Questions on the material:
1. In the post about the Roma girl's death in Menidi, what was the policeman charged with?
2. Please write the next few sentences of the post about the Roma girl's death in Menidi, continuing after its final sentence.

Friday, January 07, 2011

Another random incident or another state crime with a fascist and racist dimension?

On 5 January, a policeman of the DIAS police force (a team roaming the streets on motorcycles and wearing hoods) ran over a 7-year old Roma girl while she was singing the Epiphany Day carols in the streets of Menidi, a suburb of Athens where a lot of Roma people live. According to witnesses, the policeman attempted to blind-pass by the a truck that was in front of him, while driving in a very high speed, and dragged the girl for about 150 metres and left her bleeding and dying. On her transport at the hospital the girl was found dead, and Roma residents of Menidi clashed with the police who came to suppress their rightful anger. According to news reports the policeman was charged with inattentive homicide and left free on bail, while the bourgeois media claim the death as a “random incident.”

Extracted material:
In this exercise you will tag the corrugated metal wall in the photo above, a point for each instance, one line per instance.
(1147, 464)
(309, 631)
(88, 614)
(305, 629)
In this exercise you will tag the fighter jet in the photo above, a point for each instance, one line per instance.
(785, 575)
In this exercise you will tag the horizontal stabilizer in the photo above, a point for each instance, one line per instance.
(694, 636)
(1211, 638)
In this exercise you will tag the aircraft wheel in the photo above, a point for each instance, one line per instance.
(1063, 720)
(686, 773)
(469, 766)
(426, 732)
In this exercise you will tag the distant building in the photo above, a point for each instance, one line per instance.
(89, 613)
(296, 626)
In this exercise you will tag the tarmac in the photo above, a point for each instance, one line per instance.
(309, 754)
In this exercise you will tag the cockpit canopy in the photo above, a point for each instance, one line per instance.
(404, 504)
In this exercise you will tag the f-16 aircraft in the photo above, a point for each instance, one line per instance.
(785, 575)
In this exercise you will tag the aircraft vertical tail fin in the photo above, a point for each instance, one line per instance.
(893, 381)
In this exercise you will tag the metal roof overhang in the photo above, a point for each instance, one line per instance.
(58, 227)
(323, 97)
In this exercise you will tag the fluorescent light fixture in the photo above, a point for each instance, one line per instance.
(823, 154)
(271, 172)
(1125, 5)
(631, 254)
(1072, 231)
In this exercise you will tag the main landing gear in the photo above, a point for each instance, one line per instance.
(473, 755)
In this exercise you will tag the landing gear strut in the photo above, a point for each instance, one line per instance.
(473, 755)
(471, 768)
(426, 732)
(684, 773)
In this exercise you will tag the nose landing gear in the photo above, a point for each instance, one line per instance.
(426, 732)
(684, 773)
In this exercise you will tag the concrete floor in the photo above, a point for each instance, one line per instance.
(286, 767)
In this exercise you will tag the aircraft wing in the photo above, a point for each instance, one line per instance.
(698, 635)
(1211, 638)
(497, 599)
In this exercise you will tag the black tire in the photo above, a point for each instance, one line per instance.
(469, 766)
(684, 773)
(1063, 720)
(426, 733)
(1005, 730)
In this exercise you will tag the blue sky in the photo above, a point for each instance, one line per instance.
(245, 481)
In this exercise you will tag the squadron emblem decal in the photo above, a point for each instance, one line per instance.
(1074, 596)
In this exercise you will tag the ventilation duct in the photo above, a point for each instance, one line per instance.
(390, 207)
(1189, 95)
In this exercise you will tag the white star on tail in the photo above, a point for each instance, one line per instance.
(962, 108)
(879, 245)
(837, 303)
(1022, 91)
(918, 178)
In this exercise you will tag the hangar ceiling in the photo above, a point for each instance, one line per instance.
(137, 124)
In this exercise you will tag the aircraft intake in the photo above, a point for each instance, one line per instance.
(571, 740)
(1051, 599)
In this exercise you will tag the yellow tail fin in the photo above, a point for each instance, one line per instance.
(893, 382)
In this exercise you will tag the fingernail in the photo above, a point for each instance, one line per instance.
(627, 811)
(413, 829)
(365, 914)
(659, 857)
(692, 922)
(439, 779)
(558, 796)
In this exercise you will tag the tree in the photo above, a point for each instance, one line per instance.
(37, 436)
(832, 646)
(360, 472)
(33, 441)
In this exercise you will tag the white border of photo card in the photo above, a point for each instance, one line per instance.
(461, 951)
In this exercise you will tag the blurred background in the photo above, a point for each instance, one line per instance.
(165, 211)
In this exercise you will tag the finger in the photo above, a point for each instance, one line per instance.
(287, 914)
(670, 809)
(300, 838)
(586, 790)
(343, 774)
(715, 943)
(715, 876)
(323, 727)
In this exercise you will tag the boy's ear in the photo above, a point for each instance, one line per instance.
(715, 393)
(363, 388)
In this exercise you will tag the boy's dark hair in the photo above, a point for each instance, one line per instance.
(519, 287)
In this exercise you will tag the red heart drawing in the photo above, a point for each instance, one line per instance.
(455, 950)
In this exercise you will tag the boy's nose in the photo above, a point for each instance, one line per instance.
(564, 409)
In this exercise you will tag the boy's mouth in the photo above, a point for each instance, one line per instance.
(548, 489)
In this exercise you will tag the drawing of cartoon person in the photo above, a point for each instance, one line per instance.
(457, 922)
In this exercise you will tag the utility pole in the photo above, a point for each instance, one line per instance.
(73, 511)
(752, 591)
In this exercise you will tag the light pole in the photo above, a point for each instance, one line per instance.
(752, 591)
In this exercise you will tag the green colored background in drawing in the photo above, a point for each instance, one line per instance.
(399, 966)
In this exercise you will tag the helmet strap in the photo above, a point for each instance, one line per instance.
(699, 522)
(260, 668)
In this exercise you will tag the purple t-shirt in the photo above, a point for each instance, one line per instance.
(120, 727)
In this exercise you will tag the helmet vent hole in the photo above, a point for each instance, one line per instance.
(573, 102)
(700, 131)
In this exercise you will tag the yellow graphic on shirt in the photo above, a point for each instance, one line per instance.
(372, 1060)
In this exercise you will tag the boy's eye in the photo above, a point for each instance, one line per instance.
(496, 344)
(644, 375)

Answers for this exercise:
1. Inattentive homicide.

2.
As the Movement for the Reorganization of the Communist Party of Greece 1918-55, we believe that deaths by policemen are not random incidents, but are results of the increasing fascisticization and of the Greek society as the choice of the Greek bourgeois state to intensify police presence in the streets, while the moderate “Left” will probably talk about the need of the better training of police forces in order to avoid such “random incidents,” another of which was the murder of 15-year old Alexis Grigoropoulos by the “random” burst of a policeman. Incidents of policemen on motorcycles running over civilians has become the norm in big demonstrations as the serious injury of a protester on the demonstration for the commemoration of Alexis’s death on 6/12/2009 and the most recent workers’ strike of 15/12/2010, when a protester was ran over by a police bike and then arrested.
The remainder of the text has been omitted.